DATA FOR PROCESSING.
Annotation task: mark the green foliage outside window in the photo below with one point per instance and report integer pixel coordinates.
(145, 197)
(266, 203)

...

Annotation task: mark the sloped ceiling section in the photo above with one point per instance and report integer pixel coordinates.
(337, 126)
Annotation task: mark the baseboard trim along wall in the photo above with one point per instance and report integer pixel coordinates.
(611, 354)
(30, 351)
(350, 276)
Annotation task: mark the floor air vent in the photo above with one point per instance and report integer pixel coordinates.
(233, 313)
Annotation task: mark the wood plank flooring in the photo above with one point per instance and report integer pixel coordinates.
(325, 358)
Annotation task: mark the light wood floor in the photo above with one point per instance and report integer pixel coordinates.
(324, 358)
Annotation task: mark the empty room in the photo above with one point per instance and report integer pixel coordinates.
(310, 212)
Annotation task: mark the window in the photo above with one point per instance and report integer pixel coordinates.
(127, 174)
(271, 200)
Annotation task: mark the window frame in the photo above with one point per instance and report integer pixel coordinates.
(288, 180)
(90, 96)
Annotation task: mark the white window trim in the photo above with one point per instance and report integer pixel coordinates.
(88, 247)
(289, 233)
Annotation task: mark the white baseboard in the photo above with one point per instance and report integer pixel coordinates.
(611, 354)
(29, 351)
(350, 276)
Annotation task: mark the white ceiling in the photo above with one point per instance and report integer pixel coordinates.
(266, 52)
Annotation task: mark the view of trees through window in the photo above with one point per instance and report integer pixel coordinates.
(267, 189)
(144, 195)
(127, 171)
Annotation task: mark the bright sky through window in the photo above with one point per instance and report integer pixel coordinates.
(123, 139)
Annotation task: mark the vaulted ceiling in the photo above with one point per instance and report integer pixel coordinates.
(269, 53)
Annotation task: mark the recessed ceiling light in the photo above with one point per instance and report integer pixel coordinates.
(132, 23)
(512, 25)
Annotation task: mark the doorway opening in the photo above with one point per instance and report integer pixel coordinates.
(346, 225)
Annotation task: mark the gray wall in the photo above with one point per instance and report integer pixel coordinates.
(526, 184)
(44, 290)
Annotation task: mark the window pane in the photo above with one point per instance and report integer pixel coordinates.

...

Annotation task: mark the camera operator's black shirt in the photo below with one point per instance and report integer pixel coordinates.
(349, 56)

EXERCISE OBJECTIVE. Copy the stretch of the records above that runs from the line with "Annotation task: mark the recessed" through the line with "Annotation task: mark the window pane". Both end lines belong in the copy, and nothing else does.

OUTPUT BELOW.
Annotation task: mark the recessed ceiling light in the photo above with one point per instance and report integer pixel coordinates.
(132, 23)
(512, 25)
Annotation task: mark the doorway opening in the photo above with one point per instance and report integer pixel coordinates.
(346, 225)
Annotation task: mark the gray wall in the photo above with one point per instance and report integer pixel coordinates.
(526, 184)
(44, 290)
Annotation task: mark the window pane in the photo above with one point per instance and report integer pixel coordinates.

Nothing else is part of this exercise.